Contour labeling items
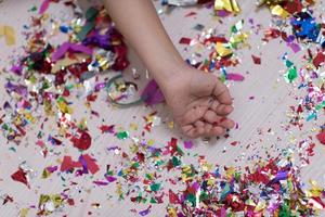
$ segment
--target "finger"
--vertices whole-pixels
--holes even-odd
[[[227,87],[222,84],[220,80],[217,80],[213,89],[213,95],[220,103],[230,105],[232,104],[232,98],[230,95]]]
[[[181,125],[188,125],[188,124],[193,124],[196,120],[200,119],[205,112],[208,110],[208,107],[205,106],[196,106],[191,108],[191,111],[188,111],[184,117],[181,118]]]
[[[234,123],[234,120],[232,120],[230,118],[225,118],[219,123],[219,126],[223,127],[225,129],[232,129],[235,127],[235,123]]]
[[[208,110],[204,115],[204,119],[210,124],[218,122],[221,117],[216,114],[214,111]]]
[[[220,104],[214,110],[218,115],[225,116],[232,113],[234,107],[232,105]]]
[[[185,132],[185,135],[190,138],[197,138],[197,133],[196,133],[196,129],[192,128],[191,130],[188,130],[187,132]]]
[[[206,123],[204,136],[205,137],[212,137],[213,136],[212,128],[213,128],[213,125]]]
[[[223,127],[220,127],[220,126],[214,126],[212,129],[211,129],[211,133],[213,136],[221,136],[221,135],[224,135],[225,133],[225,129]]]
[[[196,122],[194,123],[194,126],[195,126],[195,127],[204,127],[204,126],[205,126],[205,123],[202,122],[202,120],[196,120]]]

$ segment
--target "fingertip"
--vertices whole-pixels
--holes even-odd
[[[213,136],[221,136],[221,135],[223,135],[224,132],[225,132],[225,129],[222,128],[222,127],[217,126],[217,127],[213,127],[213,128],[212,128],[212,133],[213,133]]]

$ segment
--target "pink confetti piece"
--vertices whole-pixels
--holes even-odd
[[[239,74],[229,73],[229,74],[226,74],[225,79],[234,80],[234,81],[243,81],[245,79],[245,77]]]
[[[68,51],[81,52],[89,55],[92,55],[92,49],[77,43],[64,42],[60,46],[58,49],[52,54],[52,61],[56,62],[64,56],[64,54]]]
[[[298,53],[301,50],[298,43],[288,43],[288,47],[290,47],[295,53]]]
[[[51,0],[43,0],[41,7],[39,8],[38,13],[43,14],[49,9],[50,2]]]
[[[190,140],[190,141],[184,141],[184,148],[185,149],[192,149],[194,146],[193,142]]]
[[[165,101],[164,94],[155,80],[151,80],[141,93],[141,98],[148,105]]]

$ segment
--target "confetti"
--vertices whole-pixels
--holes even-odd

Your instructions – Pull out each line above that contains the string "target".

Solved exercise –
--target "finger"
--target "fingertip"
--target "pink confetti piece"
--target "confetti"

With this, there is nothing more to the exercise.